Washington, (Metrobali.com) –

Orang yang telah lama terinfeksi HIV menghadapi resiko lebih besar untuk mengalami serangan jantung dibandingkan dengan sebaya mereka yang tidak terinfeksi, demikian satu studi baru yang disiarkan pada Selasa (1/4).

Beberapa studi sebelumnya telah menunjukkan hubungan antara infeksi HIV dan penyakit jantung, tapi hasil tersebut belum tuntas.

Di dalam studi baru tersebut, para peneliti dari John Hopkins University, AS, dan lembaga lain meneliti 618 pria yang terinfeksi HIV dan 383 orang yang tidak terinfeksi di daerah Baltimore/Washington, Chicago, Pittsburgh dan Los Angeles.

Semua peserta berusia 40 sampai 70 tahun dan belum menjalani operasi untuk memulihkan aliran darah ke pembuluh jantung.

Para peneliti itu mendapati mereka yang menderita HIV tingkat lebih tinggi dan menjalani pengobatan jangka panjang dengan pengobatan tinggi anti-retrovirus aktif (HAART), yang biasa diresepkan sebagai koktail obat HIV, lebih mungkin untuk memiliki plak yang terkumpul di pembuluh darah jantung mereka. Mereka juga memiliki kemungkinan lebih besar untuk mengalami penyempitan tak normal pembuluh darah, yang dikenal sebagai stenosis.

> **Yang Perlu Dikerjakan**
Lanjutkan berita tentang HIV dan risiko serangan jantung mulai setelah kalimat terakhirnya. Item berikut merupakan bahan tersendiri yang terpisah dari berita tentang HIV dan risiko serangan jantung.

> **Item yang Disediakan**
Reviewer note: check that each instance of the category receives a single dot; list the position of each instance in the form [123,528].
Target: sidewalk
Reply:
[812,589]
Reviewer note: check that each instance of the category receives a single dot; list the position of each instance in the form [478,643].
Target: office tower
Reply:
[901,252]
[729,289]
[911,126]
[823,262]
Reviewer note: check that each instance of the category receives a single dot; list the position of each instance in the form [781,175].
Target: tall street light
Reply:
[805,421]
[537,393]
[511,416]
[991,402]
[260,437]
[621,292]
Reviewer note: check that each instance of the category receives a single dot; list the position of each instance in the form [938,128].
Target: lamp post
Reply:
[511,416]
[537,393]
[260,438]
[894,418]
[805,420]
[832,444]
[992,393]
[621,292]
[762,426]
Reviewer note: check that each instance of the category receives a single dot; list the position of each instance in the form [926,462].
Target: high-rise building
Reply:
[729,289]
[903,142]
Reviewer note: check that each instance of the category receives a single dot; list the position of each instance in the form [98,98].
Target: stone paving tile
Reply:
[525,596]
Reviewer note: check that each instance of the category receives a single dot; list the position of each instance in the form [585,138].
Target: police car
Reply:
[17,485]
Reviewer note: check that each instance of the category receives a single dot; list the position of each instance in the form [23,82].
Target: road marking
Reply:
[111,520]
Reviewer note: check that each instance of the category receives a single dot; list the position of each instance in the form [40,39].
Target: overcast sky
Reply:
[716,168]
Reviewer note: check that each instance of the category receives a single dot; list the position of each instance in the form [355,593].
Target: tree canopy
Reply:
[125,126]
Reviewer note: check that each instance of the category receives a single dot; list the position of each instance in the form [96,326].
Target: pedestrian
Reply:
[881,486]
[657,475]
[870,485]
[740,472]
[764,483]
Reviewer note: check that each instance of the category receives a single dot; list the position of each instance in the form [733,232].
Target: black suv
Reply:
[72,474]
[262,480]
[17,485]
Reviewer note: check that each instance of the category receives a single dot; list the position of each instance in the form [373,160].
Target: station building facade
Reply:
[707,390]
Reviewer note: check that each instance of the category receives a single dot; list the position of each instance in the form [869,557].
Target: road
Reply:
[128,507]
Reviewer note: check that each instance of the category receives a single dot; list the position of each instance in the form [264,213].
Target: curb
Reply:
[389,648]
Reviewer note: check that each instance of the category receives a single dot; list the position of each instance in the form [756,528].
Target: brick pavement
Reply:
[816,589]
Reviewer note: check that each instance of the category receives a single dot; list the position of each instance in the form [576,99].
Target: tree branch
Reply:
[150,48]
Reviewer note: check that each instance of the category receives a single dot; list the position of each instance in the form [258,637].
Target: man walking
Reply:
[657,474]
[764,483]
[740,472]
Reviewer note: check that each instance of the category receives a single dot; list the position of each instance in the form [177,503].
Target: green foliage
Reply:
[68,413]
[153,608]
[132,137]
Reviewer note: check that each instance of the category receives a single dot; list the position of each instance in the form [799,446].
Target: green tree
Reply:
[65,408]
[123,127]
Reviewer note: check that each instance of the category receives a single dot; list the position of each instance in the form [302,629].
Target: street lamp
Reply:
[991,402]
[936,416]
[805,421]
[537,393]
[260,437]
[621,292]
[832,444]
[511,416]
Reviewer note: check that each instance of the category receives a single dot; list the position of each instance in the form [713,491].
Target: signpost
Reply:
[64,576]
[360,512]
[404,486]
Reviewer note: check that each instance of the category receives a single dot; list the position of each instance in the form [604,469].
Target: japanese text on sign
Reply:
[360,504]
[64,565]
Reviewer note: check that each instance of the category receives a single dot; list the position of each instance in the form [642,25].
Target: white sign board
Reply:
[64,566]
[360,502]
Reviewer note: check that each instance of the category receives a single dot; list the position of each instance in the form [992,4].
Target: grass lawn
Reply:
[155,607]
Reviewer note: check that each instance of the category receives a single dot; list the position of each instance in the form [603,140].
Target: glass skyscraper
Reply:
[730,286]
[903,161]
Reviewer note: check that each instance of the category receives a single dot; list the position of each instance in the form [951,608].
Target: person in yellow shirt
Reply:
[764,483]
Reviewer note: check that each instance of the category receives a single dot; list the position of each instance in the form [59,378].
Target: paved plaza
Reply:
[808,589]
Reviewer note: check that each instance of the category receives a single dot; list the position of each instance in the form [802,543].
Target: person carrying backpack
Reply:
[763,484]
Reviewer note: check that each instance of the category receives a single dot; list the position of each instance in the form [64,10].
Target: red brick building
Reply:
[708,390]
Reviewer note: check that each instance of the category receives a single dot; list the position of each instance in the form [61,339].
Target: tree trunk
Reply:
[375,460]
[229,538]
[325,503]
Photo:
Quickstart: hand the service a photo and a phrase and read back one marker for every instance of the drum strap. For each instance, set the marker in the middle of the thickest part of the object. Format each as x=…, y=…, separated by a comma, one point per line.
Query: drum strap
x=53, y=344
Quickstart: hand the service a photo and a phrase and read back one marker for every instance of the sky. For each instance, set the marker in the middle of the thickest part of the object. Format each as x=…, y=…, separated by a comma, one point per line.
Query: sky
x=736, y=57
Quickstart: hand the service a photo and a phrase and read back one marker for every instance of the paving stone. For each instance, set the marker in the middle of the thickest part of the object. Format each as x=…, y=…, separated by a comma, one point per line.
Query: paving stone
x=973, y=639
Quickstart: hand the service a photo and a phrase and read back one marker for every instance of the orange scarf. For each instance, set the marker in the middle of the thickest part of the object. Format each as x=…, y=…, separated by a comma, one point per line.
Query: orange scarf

> **Tempat Jawaban**
Penimbunan plak di pembuluh darah yang memberi makan jantung dan stenosis adalah kondisi yang dapat meningkatkan resiko serangan jantung, kata para peneliti tersebut sebagaimana diberitakan Xinhua –yang dipantau Antara di Jakarta, Rabu siang.

Temuan itu penting, kata mereka, sebab kemajuan dalam pengobatan telah mengarah kepada kelangsungan hidup lebih lama orang yang hidup dengan HIV/AIDS dan kemunculan penyakit jantung kronis yang berhubungan dengan usia dan penyakit lain di kalangan kelompok orang itu.

Hasil tersebut juga menekankan pentingnya penilaian dan perubahan faktor tradisional resko sakit jantung pada masyarakat itu, terutama pada pria yang menderita HIV tingkat tinggi, kata studi tersebut –yang diterbitkan di jurnal AS “Annals of Internal Medicine”.

Studi pada masa depan akan menyelidiki apakah pengobatan dini HAART bisa memangkas resiko sakit jantung pada orang yang menderita HIV, tambah para peneliti itu.